[Study questions]:
1) Reproduce the part of the news report on new medical graduates and doctors' strikes that begins with the words containing "By Onyebuchi Ezigbo" and ends with "across the country.".
2) Write the next part of the news report on new medical graduates and doctors' strikes, picking up after its final sentence.

[Selected excerpt]:
──────────

By Onyebuchi Ezigbo in Abuja

The federal government has instructed newly inducted medical graduates to refrain from joining the relentless strikes by doctors across the country.

A statement issued on Sunday by the deputy director of press and public relations at the Federal Ministry of Labor and Employment, Charles Akpan, quoted the minister, Senator Chris Ngige, as saying this upon the induction of six graduates in medicine from the University of Abuja (UniAbuja) to the Medical and Dental Council of Nigeria (MDCN).

Ngige, whose son Dr Andrew Ngige was among the new inductees, urged medical graduates to behave well and uphold the highest ethical standards in the performance of their duties.

He reminded them that the medical profession is noble and that, therefore, they should refrain from any conduct that could bring their esteemed profession into disrepute.

──────────

[Provided data]:
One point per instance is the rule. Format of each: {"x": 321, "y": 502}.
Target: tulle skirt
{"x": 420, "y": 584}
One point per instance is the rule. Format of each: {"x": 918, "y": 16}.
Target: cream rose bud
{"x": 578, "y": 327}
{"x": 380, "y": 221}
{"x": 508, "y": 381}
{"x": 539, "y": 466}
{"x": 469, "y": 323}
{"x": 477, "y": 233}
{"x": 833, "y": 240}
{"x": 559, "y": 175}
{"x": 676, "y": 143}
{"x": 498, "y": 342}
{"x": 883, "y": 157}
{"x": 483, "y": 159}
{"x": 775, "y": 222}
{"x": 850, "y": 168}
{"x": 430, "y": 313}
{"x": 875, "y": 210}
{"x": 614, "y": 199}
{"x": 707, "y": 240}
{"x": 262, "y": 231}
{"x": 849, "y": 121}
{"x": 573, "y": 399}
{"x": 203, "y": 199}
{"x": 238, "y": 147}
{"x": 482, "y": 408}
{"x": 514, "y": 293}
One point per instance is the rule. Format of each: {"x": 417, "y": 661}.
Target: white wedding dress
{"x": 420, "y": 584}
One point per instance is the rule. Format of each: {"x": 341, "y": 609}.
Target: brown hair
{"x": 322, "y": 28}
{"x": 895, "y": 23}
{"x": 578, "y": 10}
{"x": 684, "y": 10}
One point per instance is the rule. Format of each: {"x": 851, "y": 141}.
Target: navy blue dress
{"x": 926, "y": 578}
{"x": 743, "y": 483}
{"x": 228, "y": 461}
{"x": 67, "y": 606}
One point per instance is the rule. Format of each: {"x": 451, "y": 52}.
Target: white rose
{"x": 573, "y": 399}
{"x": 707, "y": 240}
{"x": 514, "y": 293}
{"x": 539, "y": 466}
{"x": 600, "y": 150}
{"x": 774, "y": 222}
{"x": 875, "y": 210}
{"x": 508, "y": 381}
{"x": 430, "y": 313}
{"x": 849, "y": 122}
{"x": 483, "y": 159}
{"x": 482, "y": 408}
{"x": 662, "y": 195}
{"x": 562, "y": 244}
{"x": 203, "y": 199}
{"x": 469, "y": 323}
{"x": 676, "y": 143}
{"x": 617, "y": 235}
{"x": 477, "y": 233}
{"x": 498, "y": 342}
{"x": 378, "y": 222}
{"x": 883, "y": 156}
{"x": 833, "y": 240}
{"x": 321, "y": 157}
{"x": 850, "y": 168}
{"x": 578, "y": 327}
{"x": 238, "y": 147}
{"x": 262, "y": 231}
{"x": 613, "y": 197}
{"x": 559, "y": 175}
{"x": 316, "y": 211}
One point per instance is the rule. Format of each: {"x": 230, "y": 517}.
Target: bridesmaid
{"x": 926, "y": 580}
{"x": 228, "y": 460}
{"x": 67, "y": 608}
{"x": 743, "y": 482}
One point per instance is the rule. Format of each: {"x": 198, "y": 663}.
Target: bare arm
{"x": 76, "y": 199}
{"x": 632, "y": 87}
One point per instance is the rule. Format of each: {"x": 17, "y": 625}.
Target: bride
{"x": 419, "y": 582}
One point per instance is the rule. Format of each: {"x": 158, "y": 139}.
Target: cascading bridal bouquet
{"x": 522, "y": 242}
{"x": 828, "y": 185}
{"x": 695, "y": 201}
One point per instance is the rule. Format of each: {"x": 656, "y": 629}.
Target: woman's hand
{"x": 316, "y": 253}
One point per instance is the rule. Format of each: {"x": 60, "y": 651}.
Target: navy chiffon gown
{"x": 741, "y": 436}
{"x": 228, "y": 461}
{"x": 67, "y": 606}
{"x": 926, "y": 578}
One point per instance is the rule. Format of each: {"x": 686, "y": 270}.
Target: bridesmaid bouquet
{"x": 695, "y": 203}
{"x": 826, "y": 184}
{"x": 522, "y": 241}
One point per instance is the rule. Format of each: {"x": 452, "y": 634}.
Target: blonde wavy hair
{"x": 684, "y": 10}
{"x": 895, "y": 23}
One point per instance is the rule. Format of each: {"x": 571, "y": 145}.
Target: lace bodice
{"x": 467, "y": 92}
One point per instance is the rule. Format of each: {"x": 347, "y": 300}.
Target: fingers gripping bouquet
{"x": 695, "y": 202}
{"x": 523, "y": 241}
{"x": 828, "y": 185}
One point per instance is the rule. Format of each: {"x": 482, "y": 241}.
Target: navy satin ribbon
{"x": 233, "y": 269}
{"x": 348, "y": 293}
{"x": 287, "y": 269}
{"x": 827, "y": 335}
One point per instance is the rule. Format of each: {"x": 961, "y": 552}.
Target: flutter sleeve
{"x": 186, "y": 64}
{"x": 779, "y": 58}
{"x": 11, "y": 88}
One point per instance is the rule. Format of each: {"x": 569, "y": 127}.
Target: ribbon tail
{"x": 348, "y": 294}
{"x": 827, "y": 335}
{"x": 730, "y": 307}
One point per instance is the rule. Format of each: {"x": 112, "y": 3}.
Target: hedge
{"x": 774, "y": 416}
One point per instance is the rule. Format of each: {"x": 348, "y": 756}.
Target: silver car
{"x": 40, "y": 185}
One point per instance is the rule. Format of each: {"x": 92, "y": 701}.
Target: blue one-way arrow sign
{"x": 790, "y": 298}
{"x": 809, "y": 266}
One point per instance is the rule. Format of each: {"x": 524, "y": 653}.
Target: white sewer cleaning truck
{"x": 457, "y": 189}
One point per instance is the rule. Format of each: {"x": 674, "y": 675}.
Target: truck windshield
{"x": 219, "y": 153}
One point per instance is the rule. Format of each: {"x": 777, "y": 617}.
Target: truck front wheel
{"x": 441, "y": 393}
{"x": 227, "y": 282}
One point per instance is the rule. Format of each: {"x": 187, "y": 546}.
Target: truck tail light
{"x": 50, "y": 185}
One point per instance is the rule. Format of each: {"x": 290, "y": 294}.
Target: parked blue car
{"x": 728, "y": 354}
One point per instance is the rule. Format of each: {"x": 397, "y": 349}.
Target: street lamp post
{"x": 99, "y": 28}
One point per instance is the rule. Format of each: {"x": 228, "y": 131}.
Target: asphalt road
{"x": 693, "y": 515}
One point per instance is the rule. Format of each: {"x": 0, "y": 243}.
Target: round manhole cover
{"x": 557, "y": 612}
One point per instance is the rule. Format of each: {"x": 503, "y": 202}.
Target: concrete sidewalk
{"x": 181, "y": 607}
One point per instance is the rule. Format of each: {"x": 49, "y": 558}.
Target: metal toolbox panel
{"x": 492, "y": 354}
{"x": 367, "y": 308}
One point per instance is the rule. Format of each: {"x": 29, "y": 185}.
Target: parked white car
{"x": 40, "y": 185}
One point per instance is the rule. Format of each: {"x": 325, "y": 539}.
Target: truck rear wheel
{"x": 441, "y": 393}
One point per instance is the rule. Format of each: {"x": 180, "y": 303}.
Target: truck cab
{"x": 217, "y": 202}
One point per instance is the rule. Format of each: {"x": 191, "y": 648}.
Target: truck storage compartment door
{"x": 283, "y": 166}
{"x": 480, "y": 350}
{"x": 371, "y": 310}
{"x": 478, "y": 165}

──────────

[Answers for each item]:
1)
By Onyebuchi Ezigbo in Abuja

The federal government has instructed newly inducted medical graduates to refrain from joining the relentless strikes by doctors across the country.

2)
He said: “I am a doctor. One of you who is inducted here is my second son. My first son is a doctor. My daughter is also a doctor. By virtue of ethics, our medical oath is to save lives. This is our first duty.

“If the doctors go on strike, people die. It’s the truth. Human life is irreplaceable. How to bring back people who have died due to the absence of doctors at their duty station?

“It is unethical for doctors to go on strike. I have said it so many times in the past and I will continue to say it, doctors should not go on strike. Therefore, you should refrain from joining strikes in the interest of humanity and our noble profession.

Previously, MDCN Registrar Dr Tajudeen Sanusi had told inductees they were ethically bound to do certain things as doctors, warning that anything contrary to that would attract the board’s hammer.

Other dignitaries present at the induction ceremony included the wife of Senator Ngige and Permanent Secretary of the Federal Ministry of Industry, Trade and Investment, Dr Evelyn Ngige, and the Dean of the Faculty of Medicine. from the University of Abuja, Professor Felicia Anumah.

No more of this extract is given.